**DESCRIPTION OF THE TASK**
Each record beneath this line is to be copied exactly.

[Saved data entries]
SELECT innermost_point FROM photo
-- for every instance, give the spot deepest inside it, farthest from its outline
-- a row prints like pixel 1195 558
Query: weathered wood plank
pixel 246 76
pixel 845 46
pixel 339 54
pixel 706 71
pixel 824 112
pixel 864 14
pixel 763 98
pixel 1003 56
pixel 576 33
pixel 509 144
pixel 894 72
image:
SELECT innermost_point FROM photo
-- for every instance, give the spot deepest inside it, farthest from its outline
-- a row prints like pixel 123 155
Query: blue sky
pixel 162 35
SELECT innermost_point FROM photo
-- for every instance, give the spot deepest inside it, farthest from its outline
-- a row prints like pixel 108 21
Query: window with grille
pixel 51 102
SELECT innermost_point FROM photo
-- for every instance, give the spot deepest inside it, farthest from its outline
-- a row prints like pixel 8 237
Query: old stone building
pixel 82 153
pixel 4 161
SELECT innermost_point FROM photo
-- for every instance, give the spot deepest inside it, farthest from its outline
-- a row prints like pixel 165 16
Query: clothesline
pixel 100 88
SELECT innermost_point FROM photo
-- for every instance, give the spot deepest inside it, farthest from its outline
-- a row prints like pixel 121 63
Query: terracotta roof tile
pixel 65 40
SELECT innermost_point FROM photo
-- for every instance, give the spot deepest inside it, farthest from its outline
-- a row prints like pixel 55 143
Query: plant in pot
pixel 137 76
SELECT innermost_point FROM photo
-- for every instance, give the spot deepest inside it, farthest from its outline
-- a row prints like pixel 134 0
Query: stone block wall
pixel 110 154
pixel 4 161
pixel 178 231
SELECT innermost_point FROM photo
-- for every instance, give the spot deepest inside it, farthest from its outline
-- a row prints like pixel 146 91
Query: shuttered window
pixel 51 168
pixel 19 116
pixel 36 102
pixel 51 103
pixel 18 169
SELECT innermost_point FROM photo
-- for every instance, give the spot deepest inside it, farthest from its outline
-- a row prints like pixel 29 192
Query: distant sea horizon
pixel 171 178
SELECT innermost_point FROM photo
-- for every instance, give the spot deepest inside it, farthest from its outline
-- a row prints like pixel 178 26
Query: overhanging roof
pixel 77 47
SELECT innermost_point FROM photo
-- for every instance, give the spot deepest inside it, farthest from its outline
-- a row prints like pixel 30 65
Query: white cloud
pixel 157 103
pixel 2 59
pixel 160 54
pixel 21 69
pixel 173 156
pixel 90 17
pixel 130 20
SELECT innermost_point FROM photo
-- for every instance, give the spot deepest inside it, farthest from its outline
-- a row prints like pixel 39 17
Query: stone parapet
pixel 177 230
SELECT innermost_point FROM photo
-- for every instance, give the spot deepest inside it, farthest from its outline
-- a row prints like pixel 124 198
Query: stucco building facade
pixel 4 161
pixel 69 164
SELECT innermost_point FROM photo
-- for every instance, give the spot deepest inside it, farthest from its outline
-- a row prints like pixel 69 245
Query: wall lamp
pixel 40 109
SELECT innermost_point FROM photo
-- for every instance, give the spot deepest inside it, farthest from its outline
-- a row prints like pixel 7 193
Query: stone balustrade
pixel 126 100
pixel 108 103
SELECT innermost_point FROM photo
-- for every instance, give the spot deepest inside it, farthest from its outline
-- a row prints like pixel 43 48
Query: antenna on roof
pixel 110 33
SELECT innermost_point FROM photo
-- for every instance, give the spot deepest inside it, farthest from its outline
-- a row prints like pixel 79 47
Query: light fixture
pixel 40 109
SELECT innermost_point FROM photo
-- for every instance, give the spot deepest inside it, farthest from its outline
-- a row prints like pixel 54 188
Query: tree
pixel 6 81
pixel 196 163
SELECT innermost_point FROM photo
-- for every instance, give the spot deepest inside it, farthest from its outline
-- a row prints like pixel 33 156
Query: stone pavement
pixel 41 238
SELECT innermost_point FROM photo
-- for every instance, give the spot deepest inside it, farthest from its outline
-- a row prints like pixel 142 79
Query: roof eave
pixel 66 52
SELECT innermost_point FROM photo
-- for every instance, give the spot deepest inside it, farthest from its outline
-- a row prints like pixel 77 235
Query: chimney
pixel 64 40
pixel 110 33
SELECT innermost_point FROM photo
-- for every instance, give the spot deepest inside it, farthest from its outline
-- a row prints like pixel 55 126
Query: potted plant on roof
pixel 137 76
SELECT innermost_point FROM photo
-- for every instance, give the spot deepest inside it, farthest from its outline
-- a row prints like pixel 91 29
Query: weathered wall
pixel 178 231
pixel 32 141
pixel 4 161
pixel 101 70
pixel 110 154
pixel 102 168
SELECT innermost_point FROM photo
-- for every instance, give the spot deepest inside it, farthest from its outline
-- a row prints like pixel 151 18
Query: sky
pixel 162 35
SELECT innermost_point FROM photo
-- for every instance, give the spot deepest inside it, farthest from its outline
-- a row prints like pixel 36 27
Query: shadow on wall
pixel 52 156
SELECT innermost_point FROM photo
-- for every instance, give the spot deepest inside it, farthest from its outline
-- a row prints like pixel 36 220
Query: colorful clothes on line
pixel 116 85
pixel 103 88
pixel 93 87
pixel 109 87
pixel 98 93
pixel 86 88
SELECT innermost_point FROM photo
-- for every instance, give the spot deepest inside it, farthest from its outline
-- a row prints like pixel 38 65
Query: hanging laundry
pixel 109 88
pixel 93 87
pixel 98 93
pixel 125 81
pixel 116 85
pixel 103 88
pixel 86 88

**SOLUTION FOR THIS EXERCISE**
SELECT innermost_point FROM photo
-- for every instance, give the spot deepest inside it, farthest from its outline
-- a row prints like pixel 1195 558
Query: weathered wood plank
pixel 246 76
pixel 845 46
pixel 339 54
pixel 706 71
pixel 824 112
pixel 864 14
pixel 763 98
pixel 1003 56
pixel 576 33
pixel 509 144
pixel 894 72
image:
SELECT innermost_point FROM photo
-- for every instance, give the spot deepest inside it, farthest from its outline
-- a row prints like pixel 123 155
Query: blue sky
pixel 162 35
SELECT innermost_point FROM photo
-- for every instance, give the spot deepest inside it, farthest from its outline
-- a row prints like pixel 108 21
Query: window with grille
pixel 51 102
SELECT innermost_point FROM photo
-- for every instance, give the spot deepest inside it, farthest from its outline
-- a row prints like pixel 8 237
Query: old stone building
pixel 82 153
pixel 4 161
SELECT innermost_point FROM photo
-- for every instance, give the spot deepest inside it, farthest from its outline
-- a row prints like pixel 165 16
Query: clothesline
pixel 100 88
SELECT innermost_point FROM photo
-- for every instance, give the spot deepest inside it, farthest from its outline
-- a row prints like pixel 121 63
Query: terracotta roof tile
pixel 65 40
SELECT innermost_point FROM photo
-- for every instance, give the spot deepest inside it, farthest from its outline
-- a row prints like pixel 55 143
Query: plant in pot
pixel 137 76
SELECT innermost_point FROM photo
-- for every instance, give the spot deepest inside it, farthest from its outline
-- a row prints like pixel 134 0
Query: stone block wall
pixel 110 154
pixel 4 161
pixel 178 231
SELECT innermost_point FROM photo
-- for every instance, give the spot deepest inside it, farthest from its outline
-- a row prints like pixel 146 91
Query: shuttered window
pixel 51 168
pixel 19 116
pixel 36 102
pixel 51 103
pixel 18 169
SELECT innermost_point FROM photo
-- for every instance, give the spot deepest inside it, farthest from its outline
-- a row prints like pixel 29 192
Query: distant sea horizon
pixel 171 178
SELECT innermost_point FROM photo
-- for every instance, give the spot deepest inside it, farthest from its outline
-- a row prints like pixel 178 26
Query: overhanging roof
pixel 77 47
SELECT innermost_point FROM photo
-- for every instance, give the spot deepest inside it, farthest from its outline
-- a row prints like pixel 30 65
Query: white cloud
pixel 157 103
pixel 2 59
pixel 160 54
pixel 21 69
pixel 173 156
pixel 90 17
pixel 130 20
SELECT innermost_point FROM photo
-- for every instance, give the spot deepest inside it, farthest from its outline
-- a row prints like pixel 39 17
Query: stone parapet
pixel 177 230
SELECT innermost_point FROM photo
-- for every instance, give the spot deepest inside it, farthest from its outline
-- a row prints like pixel 124 198
Query: stucco building facade
pixel 4 161
pixel 69 164
SELECT innermost_point FROM photo
-- for every instance, give the spot deepest inside it, farthest from its outline
-- a row prints like pixel 69 245
Query: wall lamp
pixel 40 109
SELECT innermost_point FROM photo
-- for every instance, give the spot deepest inside it, farthest from its outline
-- a row prints like pixel 7 193
Query: stone balustrade
pixel 126 100
pixel 108 103
SELECT innermost_point FROM photo
-- for every instance, give the spot deepest inside it, farthest from its outline
-- a row prints like pixel 43 48
Query: antenna on roof
pixel 110 33
SELECT innermost_point FROM photo
-- for every instance, give the spot deepest inside it, farthest from its outline
-- a row prints like pixel 79 47
Query: light fixture
pixel 40 109
SELECT innermost_point FROM photo
-- for every instance, give the spot deepest inside it, farthest from its outline
-- a row prints like pixel 54 188
Query: tree
pixel 6 81
pixel 196 163
SELECT innermost_point FROM photo
-- for every instance, give the spot deepest inside it, farthest from its outline
-- a row prints like pixel 33 156
Query: stone pavement
pixel 41 238
SELECT innermost_point FROM photo
-- for every instance, give the spot deepest inside it, farthest from its outline
-- a row prints like pixel 142 79
Query: roof eave
pixel 66 52
SELECT innermost_point FROM photo
-- for every instance, give the spot deepest inside it, farthest from its outline
-- a row prints like pixel 77 235
Query: chimney
pixel 64 40
pixel 110 33
SELECT innermost_point FROM photo
-- for every instance, give the spot deepest inside it, farthest from its outline
-- a row prints like pixel 55 126
Query: potted plant on roof
pixel 137 76
SELECT innermost_point FROM photo
-- for every instance, give the spot deepest inside it, farthest from its outline
-- a row prints like pixel 91 29
Query: weathered wall
pixel 178 231
pixel 32 141
pixel 4 161
pixel 101 70
pixel 110 154
pixel 102 168
SELECT innermost_point FROM photo
-- for every instance, give the spot deepest inside it, farthest from its outline
-- a row prints like pixel 151 18
Query: sky
pixel 162 35
SELECT innermost_point FROM photo
-- for every instance, give the spot deepest inside it, farthest from its outline
-- a row prints like pixel 36 27
Query: shadow on wall
pixel 52 156
SELECT innermost_point FROM photo
-- for every instance, give the spot deepest inside it, farthest from its outline
-- a row prints like pixel 36 220
Query: colorful clothes on line
pixel 116 85
pixel 103 88
pixel 93 87
pixel 109 87
pixel 98 93
pixel 86 88
SELECT innermost_point FROM photo
-- for every instance, give the spot deepest inside it, farthest from its outline
-- a row prints like pixel 38 65
Query: hanging laundry
pixel 109 88
pixel 93 87
pixel 98 93
pixel 125 81
pixel 116 85
pixel 103 88
pixel 86 88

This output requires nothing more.